In the records below, could you extract, word for word, every line starting at the one that contains "Where can you see the child's leg" and ending after the one that contains "column 266, row 242"?

-- START --

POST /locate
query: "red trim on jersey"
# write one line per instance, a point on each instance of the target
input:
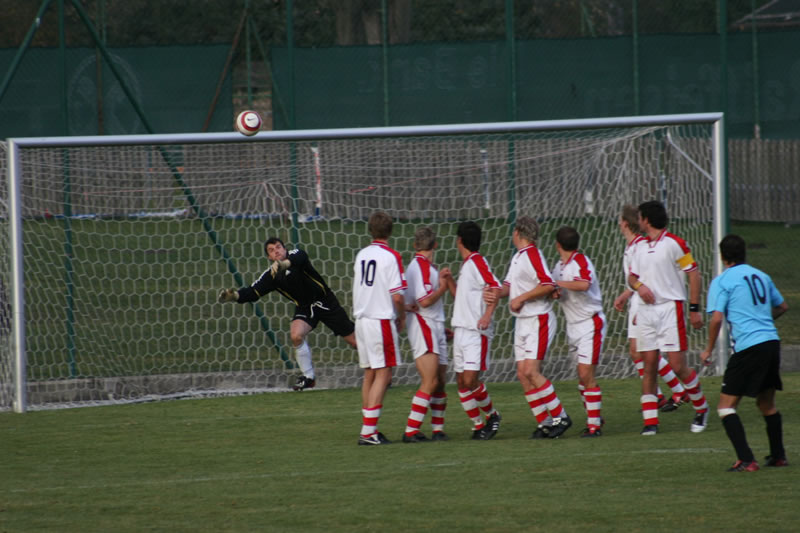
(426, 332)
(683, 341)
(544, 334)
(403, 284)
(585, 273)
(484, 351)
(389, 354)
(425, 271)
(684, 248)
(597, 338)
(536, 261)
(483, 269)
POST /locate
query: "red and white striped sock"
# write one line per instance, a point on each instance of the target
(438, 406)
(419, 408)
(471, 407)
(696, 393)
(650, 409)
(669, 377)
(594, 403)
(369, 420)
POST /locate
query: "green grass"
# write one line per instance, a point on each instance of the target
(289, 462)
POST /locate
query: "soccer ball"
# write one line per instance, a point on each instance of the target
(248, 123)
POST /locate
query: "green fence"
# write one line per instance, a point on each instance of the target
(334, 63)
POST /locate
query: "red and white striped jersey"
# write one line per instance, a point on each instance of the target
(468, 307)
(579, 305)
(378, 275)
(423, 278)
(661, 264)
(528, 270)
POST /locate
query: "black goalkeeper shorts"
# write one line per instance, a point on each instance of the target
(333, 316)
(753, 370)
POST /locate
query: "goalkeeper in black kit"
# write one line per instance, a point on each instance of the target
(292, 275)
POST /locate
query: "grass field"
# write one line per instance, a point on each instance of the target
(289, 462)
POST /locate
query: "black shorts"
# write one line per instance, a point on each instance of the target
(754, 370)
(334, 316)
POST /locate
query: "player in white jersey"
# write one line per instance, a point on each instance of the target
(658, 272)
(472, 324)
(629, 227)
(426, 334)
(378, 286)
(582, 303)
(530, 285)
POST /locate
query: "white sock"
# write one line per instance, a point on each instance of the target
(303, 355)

-- END --
-- START --

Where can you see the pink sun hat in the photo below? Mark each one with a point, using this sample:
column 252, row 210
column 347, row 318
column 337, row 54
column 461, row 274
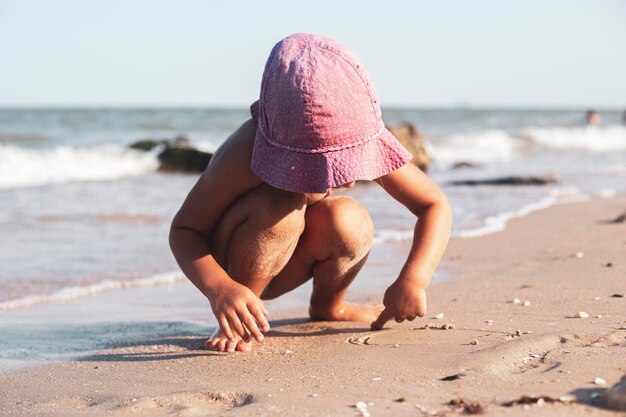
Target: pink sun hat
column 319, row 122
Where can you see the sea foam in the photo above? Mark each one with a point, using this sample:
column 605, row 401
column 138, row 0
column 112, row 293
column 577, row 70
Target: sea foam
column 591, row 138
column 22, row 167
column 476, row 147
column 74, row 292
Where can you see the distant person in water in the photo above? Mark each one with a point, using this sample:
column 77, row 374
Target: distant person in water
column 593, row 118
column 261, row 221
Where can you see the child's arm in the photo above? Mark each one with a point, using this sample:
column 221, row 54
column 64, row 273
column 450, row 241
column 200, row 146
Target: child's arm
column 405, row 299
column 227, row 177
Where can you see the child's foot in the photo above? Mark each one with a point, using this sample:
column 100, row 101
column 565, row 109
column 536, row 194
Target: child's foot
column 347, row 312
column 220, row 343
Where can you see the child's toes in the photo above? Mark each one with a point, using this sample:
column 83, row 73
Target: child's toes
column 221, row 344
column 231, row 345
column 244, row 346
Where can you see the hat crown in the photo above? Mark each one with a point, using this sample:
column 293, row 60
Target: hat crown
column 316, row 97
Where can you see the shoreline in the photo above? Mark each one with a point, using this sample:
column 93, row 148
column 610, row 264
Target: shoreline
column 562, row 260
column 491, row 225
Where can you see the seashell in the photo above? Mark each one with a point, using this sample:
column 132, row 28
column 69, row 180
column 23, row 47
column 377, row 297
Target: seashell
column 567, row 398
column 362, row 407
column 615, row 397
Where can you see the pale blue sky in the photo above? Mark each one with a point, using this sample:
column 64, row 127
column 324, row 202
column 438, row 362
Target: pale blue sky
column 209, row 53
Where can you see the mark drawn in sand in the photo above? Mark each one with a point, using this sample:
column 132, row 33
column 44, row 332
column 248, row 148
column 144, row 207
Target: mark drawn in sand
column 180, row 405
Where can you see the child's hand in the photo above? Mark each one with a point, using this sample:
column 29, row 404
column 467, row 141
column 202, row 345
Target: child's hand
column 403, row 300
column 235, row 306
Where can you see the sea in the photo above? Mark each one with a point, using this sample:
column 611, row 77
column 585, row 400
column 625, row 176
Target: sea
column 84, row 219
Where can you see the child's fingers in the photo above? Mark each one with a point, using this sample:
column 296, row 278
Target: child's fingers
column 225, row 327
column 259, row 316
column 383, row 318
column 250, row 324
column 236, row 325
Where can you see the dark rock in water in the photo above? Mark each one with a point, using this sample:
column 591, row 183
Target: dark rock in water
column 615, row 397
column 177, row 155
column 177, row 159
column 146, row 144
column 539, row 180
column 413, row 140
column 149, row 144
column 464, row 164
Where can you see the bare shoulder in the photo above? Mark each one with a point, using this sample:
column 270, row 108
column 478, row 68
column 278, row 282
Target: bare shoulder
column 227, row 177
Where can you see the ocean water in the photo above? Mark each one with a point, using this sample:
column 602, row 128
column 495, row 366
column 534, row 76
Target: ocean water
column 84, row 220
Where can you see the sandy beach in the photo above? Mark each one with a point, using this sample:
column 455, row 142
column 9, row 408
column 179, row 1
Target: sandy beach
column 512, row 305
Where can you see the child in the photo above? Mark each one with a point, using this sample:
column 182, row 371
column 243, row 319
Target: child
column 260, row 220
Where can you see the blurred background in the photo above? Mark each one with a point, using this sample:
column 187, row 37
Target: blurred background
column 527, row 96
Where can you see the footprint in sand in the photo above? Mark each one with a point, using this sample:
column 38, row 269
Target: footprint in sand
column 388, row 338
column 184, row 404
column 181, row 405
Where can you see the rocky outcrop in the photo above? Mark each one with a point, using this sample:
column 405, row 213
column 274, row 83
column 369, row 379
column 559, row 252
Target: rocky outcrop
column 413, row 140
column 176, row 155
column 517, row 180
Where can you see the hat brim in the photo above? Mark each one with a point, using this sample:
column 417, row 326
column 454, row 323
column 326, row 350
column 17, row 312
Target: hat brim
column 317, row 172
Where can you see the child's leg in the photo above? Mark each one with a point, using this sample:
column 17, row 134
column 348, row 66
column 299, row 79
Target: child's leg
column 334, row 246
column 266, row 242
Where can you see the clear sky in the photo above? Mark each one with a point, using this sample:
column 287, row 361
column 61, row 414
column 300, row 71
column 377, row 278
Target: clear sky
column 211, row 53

-- END --

Solved problem:
Where can you see the child's leg in the photo above? Mark each one with a point, using this sample:
column 17, row 134
column 348, row 66
column 299, row 79
Target: child's leg
column 334, row 246
column 266, row 242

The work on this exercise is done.